> What to do
Show all lines of the entries in which the word "hard" is found.
──────── Excerpted data
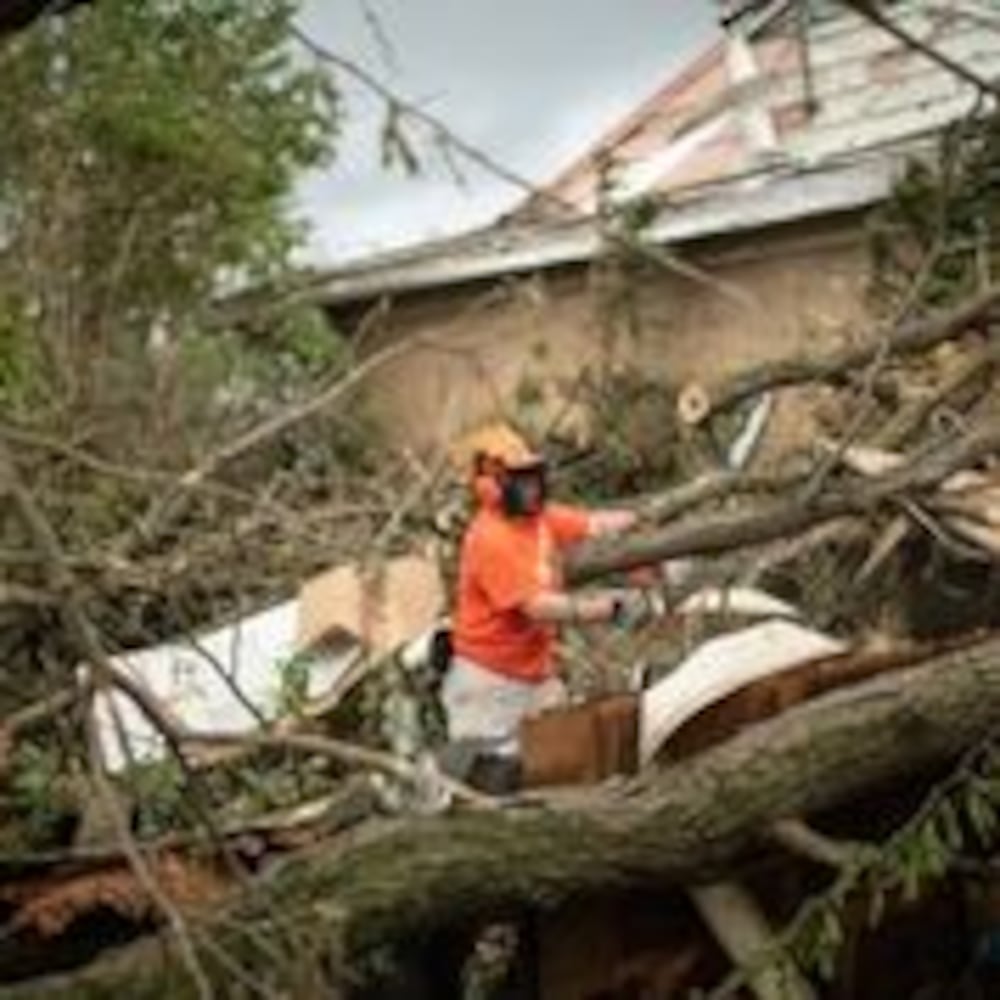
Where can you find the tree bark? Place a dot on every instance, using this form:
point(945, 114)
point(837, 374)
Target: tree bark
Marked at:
point(680, 825)
point(768, 522)
point(911, 338)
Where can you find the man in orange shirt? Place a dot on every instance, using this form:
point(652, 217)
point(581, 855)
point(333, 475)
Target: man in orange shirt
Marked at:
point(511, 599)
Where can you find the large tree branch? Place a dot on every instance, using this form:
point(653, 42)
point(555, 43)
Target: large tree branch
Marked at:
point(679, 825)
point(910, 338)
point(722, 532)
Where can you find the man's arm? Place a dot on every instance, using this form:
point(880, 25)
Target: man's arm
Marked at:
point(612, 522)
point(562, 608)
point(625, 608)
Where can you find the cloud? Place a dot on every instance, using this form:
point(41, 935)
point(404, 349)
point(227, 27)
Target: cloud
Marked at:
point(533, 82)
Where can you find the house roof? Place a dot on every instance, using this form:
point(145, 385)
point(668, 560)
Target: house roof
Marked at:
point(752, 202)
point(771, 126)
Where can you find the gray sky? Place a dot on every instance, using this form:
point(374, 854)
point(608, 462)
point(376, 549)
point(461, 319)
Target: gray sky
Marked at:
point(533, 82)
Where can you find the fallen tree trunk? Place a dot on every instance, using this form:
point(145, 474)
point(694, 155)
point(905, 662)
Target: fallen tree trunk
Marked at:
point(911, 338)
point(679, 825)
point(778, 519)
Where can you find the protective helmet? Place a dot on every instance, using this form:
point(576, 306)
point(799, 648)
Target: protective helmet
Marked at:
point(495, 445)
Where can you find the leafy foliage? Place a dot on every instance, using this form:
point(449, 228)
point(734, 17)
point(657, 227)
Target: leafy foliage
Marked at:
point(935, 240)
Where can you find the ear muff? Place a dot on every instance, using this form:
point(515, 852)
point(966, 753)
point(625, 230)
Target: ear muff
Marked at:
point(523, 492)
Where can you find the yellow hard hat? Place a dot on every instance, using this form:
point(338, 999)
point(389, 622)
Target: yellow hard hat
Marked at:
point(497, 443)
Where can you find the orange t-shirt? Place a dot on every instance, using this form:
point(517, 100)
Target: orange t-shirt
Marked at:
point(506, 562)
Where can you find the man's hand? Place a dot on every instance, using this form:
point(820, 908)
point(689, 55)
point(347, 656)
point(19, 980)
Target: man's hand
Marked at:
point(612, 522)
point(634, 608)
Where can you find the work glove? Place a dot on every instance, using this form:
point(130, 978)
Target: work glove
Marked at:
point(634, 608)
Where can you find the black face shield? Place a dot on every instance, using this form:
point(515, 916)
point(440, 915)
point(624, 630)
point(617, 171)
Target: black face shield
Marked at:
point(524, 491)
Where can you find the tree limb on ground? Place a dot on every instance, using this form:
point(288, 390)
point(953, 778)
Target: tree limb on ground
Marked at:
point(680, 825)
point(724, 531)
point(912, 337)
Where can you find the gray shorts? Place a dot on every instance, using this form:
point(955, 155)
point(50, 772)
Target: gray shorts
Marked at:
────────────────
> Your solution
Where can you find the yellow hard hat? Place a dot on every instance, using this form:
Target: yellow hard hat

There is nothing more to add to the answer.